§ **Exercise passage**
****************************************

Lincomycin HCl-loaded nanoparticles: development, optimization, and incorporation into a nanogel for wound healing

Abstract

The present study focused on developing and evaluating lincomycin HCl (LCH)-loaded chitosan nanoparticles (CSNPs) incorporated into a nanogel system to improve wound healing. CSNPs were prepared via ionic gelation using sodium tripolyphosphate (STPP) as a cross-linker. The optimized formulation showed a mean particle size of 174.3 nm, a polydispersity index (PDI) of 0.267, a zeta potential of +29.4 mV, and a drug entrapment efficiency of 83.7%. FTIR, DSC, and XRD analyses confirmed successful drug encapsulation and stability with no chemical interactions. The formulation demonstrated sustained release (>75% in 24 hours) following non-Fickian kinetics. Antibacterial testing revealed improved efficacy against Staphylococcus aureus and Escherichia coli with inhibition zones of 45 mm ± 2.76 and 38 mm ± 2.15, respectively. In vivo wound healing studies in rats demonstrated almost complete wound closure within 14 days in the treated group, compared to significantly slower healing in the control group. These results show that the LCH–CSNP nanogel provides controlled drug release, effective antimicrobial action, and accelerated wound healing, highlighting its potential as a topical therapeutic platform.

****************************************

§ **Provided material**
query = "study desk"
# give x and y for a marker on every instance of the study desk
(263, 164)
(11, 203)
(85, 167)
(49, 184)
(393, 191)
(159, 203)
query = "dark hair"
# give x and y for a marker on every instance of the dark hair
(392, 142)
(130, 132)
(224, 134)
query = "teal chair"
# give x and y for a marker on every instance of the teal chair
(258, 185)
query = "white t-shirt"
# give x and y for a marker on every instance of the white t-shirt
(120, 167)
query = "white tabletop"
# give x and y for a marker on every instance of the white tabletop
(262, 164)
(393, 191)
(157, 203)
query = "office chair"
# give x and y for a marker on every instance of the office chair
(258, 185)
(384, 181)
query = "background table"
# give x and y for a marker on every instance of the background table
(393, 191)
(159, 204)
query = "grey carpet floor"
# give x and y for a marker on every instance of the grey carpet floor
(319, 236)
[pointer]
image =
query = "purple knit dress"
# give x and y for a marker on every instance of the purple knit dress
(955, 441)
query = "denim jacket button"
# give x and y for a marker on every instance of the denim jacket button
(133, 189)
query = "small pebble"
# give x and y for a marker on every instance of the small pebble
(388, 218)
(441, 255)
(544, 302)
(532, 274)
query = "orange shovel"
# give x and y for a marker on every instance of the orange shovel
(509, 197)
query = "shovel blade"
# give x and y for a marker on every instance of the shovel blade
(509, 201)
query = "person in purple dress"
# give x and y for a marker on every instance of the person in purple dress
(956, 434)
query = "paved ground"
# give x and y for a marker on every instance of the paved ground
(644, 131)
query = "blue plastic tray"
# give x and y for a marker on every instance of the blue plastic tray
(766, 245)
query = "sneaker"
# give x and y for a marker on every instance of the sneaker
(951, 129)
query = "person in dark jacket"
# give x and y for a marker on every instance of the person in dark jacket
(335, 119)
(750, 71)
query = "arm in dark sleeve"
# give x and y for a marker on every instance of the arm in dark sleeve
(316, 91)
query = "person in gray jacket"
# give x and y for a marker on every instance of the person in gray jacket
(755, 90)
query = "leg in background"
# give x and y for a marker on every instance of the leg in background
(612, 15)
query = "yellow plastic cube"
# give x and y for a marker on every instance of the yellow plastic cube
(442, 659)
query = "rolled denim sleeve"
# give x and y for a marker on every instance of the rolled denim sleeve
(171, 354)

****************************************

§ **Task statement**
In the lincomycin nanoparticle abstract, what cross-linker was used to prepare the chitosan nanoparticles?

§ **Exercise solution**
Sodium tripolyphosphate (STPP)